** start QUOTED PASSAGE **
Another way to think about specimen data is to consider who generates the information. The ultimate source of data about a specimen is the information first recorded by the collector in the field. This is known as primary data; there can be only one primary data source and all subsequent transcriptions of the information, such as catalog records, specimen labels, etc., are secondary data. It is important to remember this distinction when doing work like cataloging, which involves transcribing primary information. You should always retain a “verbatim” copy of the information recorded by the collector; “correcting” spellings, or changing punctuation, may actually lead to you loosing information that the collector was trying to communicate.

What data should you share and under what conditions?

As we discussed above, sharing data is an important form of collection access. This needs to be balanced against the need to keep valuable proprietary information secure and ensure that it is not misused, such as in support of illegal collecting. A Data Use and Access policy can help guide decision making on what data is appropriate to share or keep private, as well as setting conditions on the responsibility of a researcher to reciprocate with results or publications based on the shared data.

The first and most important point to bear in mind is that if your institution has accessioned a specimen, you generally should assert and maintain copyright on all data and images (in any form) relevant to the specimen. This includes not only the data or images that you hold, but also those that others generate from the specimen, including scans (e.g., NMR, X-ray, or CT), measurements, and sampling data. While it can be argued that institutions have an obligation to allow others to use the collections, they are under no obligation to transfer the copyright to information or products that are generated from those collections.

Having said so, it’s generally desirable to allow data or images to be used free of charge for non-commercial scientific or educational uses. You can also specify that the institution is acknowledged as the source of the data. If you do this, it’s advisable to make the use conditional on your obtaining copies of any publications that cite the data provided: aside from helping you ensure that the specimens and information are being used responsibly, proof that your collection is being actively researched can be very helpful when arguing for support from your institution or granting bodies.
** end QUOTED PASSAGE **
** start RAW DATA **
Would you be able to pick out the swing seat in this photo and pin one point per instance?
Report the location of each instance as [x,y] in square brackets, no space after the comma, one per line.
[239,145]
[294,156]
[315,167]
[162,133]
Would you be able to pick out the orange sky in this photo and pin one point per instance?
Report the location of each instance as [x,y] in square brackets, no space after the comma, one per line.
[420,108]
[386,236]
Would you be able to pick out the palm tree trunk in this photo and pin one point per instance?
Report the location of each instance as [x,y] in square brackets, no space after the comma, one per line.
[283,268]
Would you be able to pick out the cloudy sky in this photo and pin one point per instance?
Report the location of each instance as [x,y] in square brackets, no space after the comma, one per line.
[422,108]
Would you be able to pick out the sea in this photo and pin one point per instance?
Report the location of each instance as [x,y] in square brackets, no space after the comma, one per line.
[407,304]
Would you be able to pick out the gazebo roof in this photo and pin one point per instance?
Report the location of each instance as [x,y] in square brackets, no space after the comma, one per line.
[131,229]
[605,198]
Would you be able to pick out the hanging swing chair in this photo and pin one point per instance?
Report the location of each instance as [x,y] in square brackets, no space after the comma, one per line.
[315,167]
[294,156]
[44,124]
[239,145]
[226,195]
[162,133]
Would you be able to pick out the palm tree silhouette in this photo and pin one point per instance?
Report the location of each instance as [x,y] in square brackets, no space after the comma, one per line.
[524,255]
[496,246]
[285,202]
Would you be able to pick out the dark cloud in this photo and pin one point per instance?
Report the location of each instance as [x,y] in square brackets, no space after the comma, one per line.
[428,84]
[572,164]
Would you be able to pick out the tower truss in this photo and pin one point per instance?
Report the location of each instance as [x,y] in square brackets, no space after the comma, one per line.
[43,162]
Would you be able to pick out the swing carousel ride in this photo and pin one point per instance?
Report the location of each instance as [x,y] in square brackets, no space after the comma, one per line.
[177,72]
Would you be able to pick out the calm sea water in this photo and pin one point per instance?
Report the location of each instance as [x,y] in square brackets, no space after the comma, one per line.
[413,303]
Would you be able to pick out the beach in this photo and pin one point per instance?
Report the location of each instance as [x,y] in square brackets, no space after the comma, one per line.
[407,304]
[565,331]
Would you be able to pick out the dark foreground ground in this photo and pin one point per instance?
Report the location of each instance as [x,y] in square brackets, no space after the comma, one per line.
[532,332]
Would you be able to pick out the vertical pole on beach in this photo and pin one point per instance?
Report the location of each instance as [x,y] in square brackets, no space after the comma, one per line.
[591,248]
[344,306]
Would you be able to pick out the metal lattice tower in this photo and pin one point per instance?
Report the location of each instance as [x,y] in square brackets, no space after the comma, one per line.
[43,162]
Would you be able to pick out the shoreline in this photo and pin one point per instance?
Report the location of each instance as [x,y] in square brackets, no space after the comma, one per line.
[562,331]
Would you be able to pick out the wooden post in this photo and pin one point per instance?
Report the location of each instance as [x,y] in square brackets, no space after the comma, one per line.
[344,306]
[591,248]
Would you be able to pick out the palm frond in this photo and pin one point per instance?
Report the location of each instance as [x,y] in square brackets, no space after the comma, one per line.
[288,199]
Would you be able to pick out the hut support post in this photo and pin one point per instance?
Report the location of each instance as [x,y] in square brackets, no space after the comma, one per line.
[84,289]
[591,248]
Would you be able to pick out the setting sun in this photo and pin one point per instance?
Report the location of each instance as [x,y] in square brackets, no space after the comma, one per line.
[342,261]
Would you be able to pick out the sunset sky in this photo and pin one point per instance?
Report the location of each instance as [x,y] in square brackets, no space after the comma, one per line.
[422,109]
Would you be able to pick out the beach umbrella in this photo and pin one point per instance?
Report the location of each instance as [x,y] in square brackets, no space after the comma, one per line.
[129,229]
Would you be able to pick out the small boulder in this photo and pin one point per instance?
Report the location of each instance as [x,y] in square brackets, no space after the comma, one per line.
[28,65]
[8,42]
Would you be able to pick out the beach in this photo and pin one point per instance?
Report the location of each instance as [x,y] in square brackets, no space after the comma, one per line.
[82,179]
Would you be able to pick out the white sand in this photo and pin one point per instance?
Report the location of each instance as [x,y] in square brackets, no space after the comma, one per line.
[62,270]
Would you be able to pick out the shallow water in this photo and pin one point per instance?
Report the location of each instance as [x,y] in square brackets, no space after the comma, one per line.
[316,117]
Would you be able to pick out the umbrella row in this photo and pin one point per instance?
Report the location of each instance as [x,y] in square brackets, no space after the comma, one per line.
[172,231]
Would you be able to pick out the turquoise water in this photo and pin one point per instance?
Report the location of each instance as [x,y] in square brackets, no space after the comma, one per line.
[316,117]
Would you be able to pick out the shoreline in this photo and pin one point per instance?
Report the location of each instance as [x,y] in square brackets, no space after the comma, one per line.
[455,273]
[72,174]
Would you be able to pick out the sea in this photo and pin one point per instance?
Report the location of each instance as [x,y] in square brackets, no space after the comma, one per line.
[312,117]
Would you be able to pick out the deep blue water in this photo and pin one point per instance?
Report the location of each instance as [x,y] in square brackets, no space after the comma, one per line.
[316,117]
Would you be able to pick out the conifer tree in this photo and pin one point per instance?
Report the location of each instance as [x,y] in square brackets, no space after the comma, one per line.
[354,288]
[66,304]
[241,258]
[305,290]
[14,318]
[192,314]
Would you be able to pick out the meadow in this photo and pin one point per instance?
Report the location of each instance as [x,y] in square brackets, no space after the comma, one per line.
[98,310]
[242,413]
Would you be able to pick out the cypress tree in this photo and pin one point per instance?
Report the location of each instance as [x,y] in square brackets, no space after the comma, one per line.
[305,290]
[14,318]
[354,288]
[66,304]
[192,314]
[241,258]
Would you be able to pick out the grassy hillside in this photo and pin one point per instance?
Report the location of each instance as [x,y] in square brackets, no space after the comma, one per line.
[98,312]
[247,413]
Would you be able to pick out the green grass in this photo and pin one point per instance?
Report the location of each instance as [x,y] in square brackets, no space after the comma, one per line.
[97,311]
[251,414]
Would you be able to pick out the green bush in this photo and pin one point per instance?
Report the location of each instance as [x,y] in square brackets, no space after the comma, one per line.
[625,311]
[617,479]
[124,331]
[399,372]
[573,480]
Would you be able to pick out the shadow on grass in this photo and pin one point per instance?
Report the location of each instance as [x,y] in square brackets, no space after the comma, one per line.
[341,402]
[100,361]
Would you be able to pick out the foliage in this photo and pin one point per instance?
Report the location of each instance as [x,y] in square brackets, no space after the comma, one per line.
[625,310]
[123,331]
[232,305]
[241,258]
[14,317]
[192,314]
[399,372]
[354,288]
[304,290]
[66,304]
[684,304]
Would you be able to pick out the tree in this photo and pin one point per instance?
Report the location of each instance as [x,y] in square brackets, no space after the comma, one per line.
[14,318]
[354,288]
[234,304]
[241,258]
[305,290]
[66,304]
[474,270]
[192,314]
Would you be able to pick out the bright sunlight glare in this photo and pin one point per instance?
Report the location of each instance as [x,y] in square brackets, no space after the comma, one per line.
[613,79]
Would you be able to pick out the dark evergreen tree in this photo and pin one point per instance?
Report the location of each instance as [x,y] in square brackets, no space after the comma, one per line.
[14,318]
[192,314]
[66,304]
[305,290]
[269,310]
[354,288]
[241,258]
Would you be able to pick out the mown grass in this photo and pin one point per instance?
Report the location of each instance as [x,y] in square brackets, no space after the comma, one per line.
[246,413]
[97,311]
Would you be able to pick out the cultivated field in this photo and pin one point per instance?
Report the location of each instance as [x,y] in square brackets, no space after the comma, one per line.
** end RAW DATA **
## WRITTEN TASKS:
**1)** From the passage on specimen data, list every type of scan that it gives as an example of data others may generate from a specimen.
**2)** Carry on the passage on specimen data, starting after its final sentence.

## REPLIES:
**1)** NMR, X-ray, CT

**2)**
Commercial usage may encompass a variety of categories, for example: conventional or electronic publication of photographs or specimen information; use of locality data for environmental impact or other commercial surveys; or reproduction of fossils for sale or display. In these cases, it may be appropriate to make a charge for the use of the data, either in the form of a one-time fee or an ongoing license. The arrangements for commercial usage are complex and beyond the scope of this site, and are best provided by experts in these legal and financial aspects.

What data should I not share?

There are some categories of information that are sufficiently sensitive that you typically should either not share them with others, or do so under very restrictive conditions. These include:

  • Information on storage environments;
  • Storage rooms and specimen locations;
  • Personnel information;
  • Conservation and preparation techniques;
  • Detailed locality information;
  • Specimen status and value;
  • Unpublished information on research being undertaken by staff, students, and visitors. 

Finally, you should remember that once you have provided the information, you may have little or no real control over how it is used. You are also unlikely to want to or be able to provide the user with a warranty regarding accuracy of the data, or its suitability for a particular purpose. For this reason, it’s helpful to ensure that the data are accompanied by a disclaimer of liability for any use that it might be put to later. Once again, legal advice should be sought regarding the wording of such a disclaimer.